[Texto proporcionado]:
::::::::::
No podía precipitarme, tenía que pensármelo todo muy bien. Coloqué camisetas, vestidos, abrigos, faldas, chaquetas, camisas y pantalones en montañas por todo el suelo de mi salón y luego me fui a dar una vuelta porque ver todo aquello amontonado de repente me resultó abrumador. Por dónde empezar, qué descartar, qué hacer con lo descartado. Algunas de esas prendas guardaban un profundo valor sentimental. Mi vestido de graduación de la carrera y el que me puse en la boda de mi amiga Patricia. El traje que llevé cuando defendí mi trabajo final de máster. Siete camisetas de promoción que me dio mi editorial cuando salió mi primera novela a la venta. No he cambiado mucho de estilo con los años. Siempre intenté evitar llevar las mismas prendas que los demás, los tonos grises, beiges y marrones porque me resultan deprimentes y el naranja y el amarillo porque no van bien con mi tono de piel.

Me pareció sorprendente la cantidad de pantalones vaqueros exactamente iguales que una persona puede acumular y las americanas que alguien se llega a comprar pensando que las usará mucho para ir a trabajar. Supongo que se me olvidó mientras las iba comprando que soy de un sitio en el que la temperatura media son veinticuatro grados a la sombra casi todo el año. Si nuestra forma de vestir representa la manera en la que queremos presentarnos ante el mundo concluyo que a mí lo que me gusta es ser una persona distinta dependiendo del humor con el que me desperté. Hoy me siento punk, hoy me siento clásica, hoy me siento optimista, hoy estoy profundamente deprimida. Le saqué varias fotos a cada artículo del que decidí desprenderme tras días con el salón convertido en un tenderete y subí todo a Vinted para venderlo.
::::::::::
[Registros extraídos]:
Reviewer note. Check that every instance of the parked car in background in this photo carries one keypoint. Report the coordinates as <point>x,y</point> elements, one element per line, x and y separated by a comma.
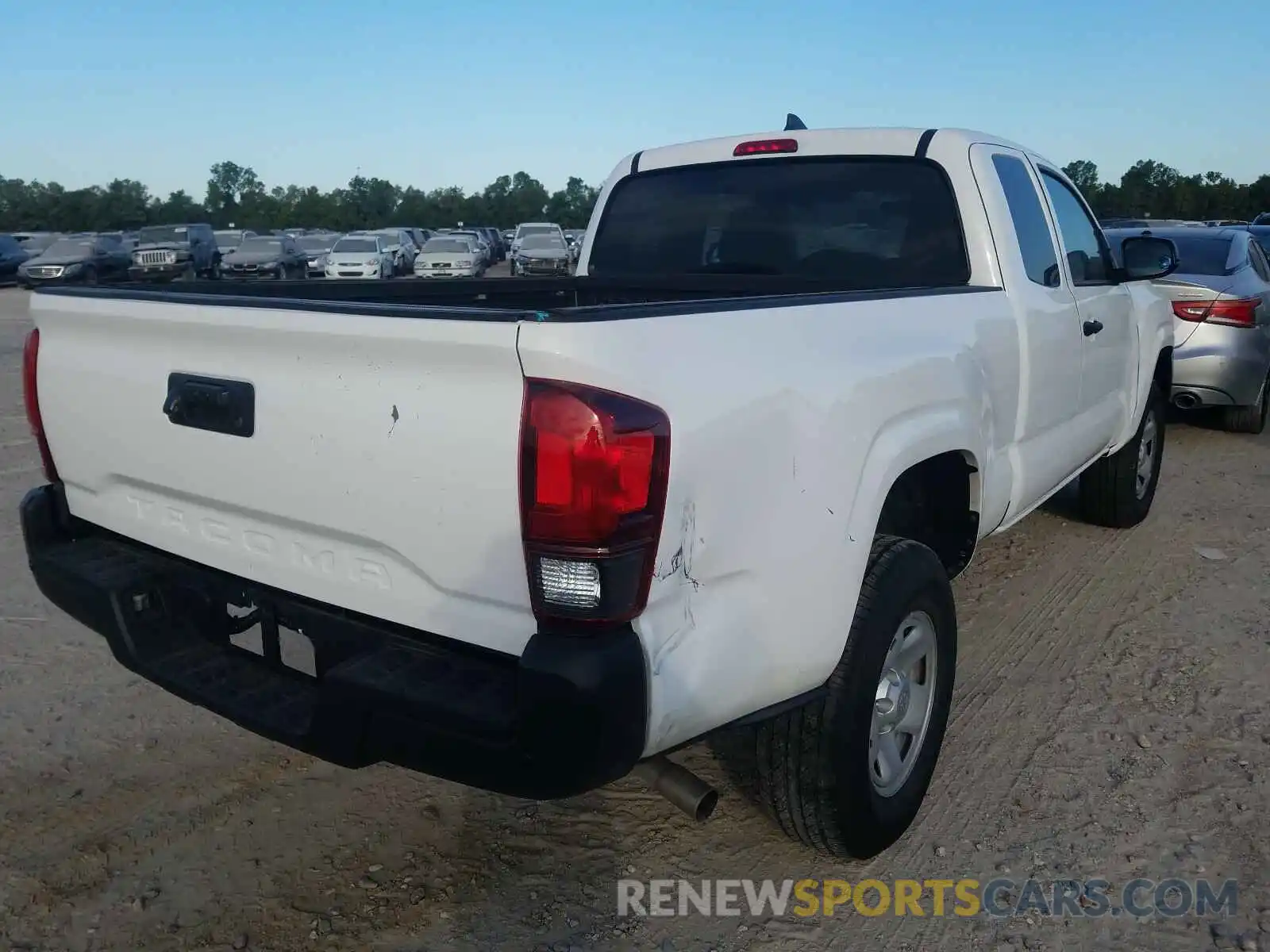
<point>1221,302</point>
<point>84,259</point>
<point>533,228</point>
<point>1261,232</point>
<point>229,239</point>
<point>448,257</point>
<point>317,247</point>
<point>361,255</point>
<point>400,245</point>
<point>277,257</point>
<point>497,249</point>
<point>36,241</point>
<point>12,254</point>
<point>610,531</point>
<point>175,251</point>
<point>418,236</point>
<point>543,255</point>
::::::::::
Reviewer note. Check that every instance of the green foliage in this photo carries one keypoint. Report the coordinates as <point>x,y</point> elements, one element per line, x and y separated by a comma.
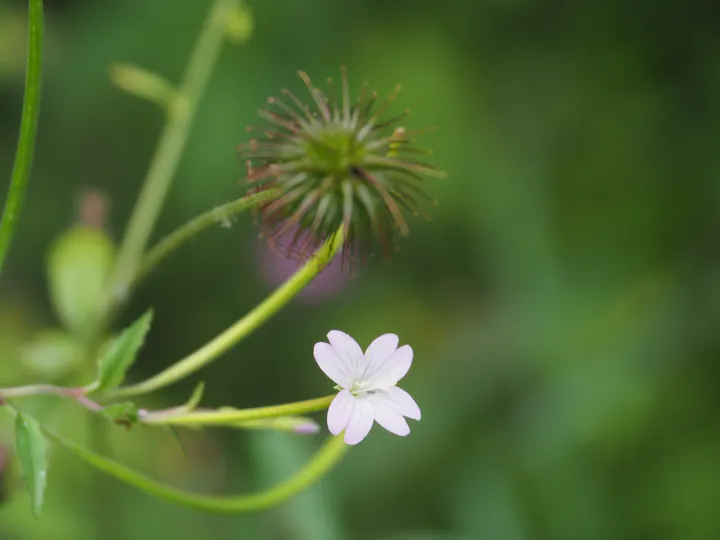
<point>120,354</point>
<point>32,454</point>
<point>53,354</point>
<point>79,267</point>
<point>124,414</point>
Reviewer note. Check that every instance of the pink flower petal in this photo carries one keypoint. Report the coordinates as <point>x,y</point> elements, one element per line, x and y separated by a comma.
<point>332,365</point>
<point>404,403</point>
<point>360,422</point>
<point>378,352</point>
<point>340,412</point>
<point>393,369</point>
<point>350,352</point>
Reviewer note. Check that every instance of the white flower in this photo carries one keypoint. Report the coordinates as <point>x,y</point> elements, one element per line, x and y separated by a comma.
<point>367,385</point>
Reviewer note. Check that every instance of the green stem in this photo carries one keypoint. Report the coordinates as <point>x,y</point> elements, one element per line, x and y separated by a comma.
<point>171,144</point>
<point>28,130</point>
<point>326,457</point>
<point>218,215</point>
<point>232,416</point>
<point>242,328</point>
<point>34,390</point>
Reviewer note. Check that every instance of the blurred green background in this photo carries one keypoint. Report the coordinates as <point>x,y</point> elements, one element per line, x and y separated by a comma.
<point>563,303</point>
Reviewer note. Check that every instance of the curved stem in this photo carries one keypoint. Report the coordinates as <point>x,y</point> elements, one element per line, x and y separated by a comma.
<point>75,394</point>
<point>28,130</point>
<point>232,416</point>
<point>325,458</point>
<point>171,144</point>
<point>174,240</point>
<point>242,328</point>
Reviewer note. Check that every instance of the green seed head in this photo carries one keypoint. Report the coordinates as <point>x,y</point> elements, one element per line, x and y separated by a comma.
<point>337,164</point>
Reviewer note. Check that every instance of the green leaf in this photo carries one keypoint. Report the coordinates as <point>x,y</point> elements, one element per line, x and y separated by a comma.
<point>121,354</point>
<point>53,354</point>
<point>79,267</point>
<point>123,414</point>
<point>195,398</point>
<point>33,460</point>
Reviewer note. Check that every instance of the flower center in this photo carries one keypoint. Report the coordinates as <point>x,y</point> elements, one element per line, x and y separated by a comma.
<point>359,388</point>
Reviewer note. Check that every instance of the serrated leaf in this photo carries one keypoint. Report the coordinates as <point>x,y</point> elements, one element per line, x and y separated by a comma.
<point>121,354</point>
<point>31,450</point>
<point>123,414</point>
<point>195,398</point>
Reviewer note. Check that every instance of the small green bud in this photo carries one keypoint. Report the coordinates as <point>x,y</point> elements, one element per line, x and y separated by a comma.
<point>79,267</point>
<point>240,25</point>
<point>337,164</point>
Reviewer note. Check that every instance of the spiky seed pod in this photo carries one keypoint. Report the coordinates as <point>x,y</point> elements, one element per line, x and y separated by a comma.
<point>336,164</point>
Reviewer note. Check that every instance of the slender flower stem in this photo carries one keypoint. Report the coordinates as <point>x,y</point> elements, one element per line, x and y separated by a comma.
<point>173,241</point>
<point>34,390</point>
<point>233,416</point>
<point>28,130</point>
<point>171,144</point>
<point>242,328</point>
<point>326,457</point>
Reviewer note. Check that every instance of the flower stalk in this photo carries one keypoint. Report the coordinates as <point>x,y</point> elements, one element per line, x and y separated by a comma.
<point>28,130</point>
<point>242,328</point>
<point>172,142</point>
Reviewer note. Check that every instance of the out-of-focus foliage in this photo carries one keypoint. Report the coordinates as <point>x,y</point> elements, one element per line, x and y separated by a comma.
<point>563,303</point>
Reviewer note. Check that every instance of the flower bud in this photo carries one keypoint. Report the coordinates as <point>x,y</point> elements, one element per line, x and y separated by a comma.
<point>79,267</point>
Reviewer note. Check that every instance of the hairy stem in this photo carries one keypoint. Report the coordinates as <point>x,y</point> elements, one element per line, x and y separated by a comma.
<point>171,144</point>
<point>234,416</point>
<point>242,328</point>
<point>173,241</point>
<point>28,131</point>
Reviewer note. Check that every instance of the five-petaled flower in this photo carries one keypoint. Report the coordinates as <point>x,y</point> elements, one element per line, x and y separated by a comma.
::::::::::
[Las tareas]:
**A)** Convierte en una lista el párrafo del texto proporcionado que empieza con «Me pareció sorprendente la cantidad», conservando sus datos principales.
**B)** Resume el texto proporcionado en dos oraciones, por favor.

[Resultados por tarea]:
**A)**
- Me sorprendió cuántos vaqueros exactamente iguales puede acumular una persona y cuántas americanas llega a comprar pensando usarlas mucho para ir a trabajar.
- Al comprarlas olvidé que soy de un sitio donde la temperatura media es de veinticuatro grados a la sombra casi todo el año.
- Si la ropa representa cómo queremos presentarnos ante el mundo, concluyo que me gusta ser una persona distinta según el humor con que me despierto: punk, clásica, optimista o profundamente deprimida.
- Tras días con el salón convertido en un tenderete, fotografié varias veces cada artículo del que decidí desprenderme y lo subí todo a Vinted para venderlo.

**B)** La narradora amontona toda su ropa por el suelo del salón, incluidas prendas de profundo valor sentimental, y se siente abrumada sin saber por dónde empezar ni qué descartar. Le sorprenden los vaqueros idénticos y las americanas que compró olvidando que en su tierra la temperatura media es de veinticuatro grados, y tras varios días fotografía lo que decide desprenderse y lo sube a Vinted para venderlo.